:: What you need to do ::
Your task is to copy every record exactly.

:: Source records ::
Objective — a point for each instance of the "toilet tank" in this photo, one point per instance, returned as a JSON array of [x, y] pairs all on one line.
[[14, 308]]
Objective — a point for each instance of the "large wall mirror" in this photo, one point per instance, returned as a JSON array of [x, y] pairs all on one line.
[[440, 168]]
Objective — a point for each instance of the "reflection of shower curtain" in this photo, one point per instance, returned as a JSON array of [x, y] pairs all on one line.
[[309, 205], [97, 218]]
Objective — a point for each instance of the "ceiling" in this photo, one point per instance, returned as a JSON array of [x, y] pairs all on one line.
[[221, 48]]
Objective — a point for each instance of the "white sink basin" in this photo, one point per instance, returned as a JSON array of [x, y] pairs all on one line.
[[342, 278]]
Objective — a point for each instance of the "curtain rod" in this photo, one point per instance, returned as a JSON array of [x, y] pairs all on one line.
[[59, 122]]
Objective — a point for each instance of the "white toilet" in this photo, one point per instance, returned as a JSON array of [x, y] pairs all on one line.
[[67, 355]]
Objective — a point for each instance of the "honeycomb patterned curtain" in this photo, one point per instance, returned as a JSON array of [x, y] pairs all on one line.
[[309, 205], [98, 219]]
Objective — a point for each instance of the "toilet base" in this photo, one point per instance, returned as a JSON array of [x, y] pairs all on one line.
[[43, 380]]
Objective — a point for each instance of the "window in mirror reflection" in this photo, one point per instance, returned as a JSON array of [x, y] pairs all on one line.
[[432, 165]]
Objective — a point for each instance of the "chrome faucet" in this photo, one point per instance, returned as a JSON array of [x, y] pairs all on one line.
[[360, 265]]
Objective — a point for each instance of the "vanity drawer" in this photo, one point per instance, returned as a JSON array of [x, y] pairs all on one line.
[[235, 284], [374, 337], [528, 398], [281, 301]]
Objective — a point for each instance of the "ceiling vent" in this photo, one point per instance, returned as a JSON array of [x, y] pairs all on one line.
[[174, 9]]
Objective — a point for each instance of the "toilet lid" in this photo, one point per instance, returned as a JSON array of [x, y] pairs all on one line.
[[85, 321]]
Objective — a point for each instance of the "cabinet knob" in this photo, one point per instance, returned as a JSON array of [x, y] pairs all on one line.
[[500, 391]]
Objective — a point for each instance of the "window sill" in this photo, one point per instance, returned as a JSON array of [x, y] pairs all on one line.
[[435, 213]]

:: Solution for this task ::
Objective — a point for each instance of the "toilet tank" in this photo, one point per instance, returned as a JSON array of [x, y] pairs all on one line.
[[14, 308]]
Objective — a point for each instance of the "large wall mirror" in this photo, one point per instance, returned as a JSON array of [x, y] pairs all on one line.
[[440, 168]]
Objective — a point for each instance of the "reflection of shower curtain" in this photo, one point per instance, returned as a JSON array of [x, y] pairs all on one line.
[[309, 205], [97, 218]]
Objective — a point for each instance of the "ceiling" in this photo, one point per instance, returned as a JSON array of [x, y] pairs all on one line.
[[221, 48]]
Objective — a point for each instance of the "white sink basin" in this photo, one point per instance, returned as a JSON array of [x, y] pairs all on one line.
[[342, 278]]
Objective — a point for each instance of the "curtain rod" in this photo, one point per instance, returned as a JSON array of [x, y] pairs all on one line.
[[59, 122]]
Objective — a point for each instance of the "white toilet" in this photo, one point per instance, returned as a JSON array of [x, y] pairs all on one line.
[[67, 355]]
Objective — a point for each instance of the "honeycomb patterned curtain" in this photo, one point per instance, returned as a JSON array of [x, y] pairs all on one line.
[[309, 205], [98, 219]]
Objective — a point for each instance of the "toilet base" in this photo, one point per instance, returned as a JSON array of [x, y] pairs all on one line.
[[43, 380]]
Objective — a point for each instance of the "window in mirror reflection" in this photo, one point per instance, returned as a JSON array of [x, y] pairs all on one line.
[[432, 165]]
Objective — a point for each instance of the "chrome faucet" in this photo, one point per instance, returned as a JSON array of [x, y] pairs all on one line.
[[360, 265]]
Objective — a point for each instance of the "vanity drawer" in this photo, one point per instance, returned as a JSON array of [x, y] pairs all on one line.
[[235, 284], [374, 337], [528, 398], [281, 301]]
Objective — a point for each instance of the "ceiling vent" in this photo, one point per instance, returned as a JSON array of [x, y] pairs all on one line.
[[174, 9]]
Objective — a point for each instance of the "toilet lid" in this photo, one point per instance, returned as a JSON array of [x, y] pairs all on one line.
[[85, 321]]
Objective — a point for each instance of the "cabinet knob" in this photo, one point per instance, returned as a JSON array of [x, y] pairs all on one line.
[[500, 391]]
Objective — a point for each instance of the "window sill" in this photo, one point per instance, returned as a JSON array of [x, y] pairs all on one line.
[[435, 213]]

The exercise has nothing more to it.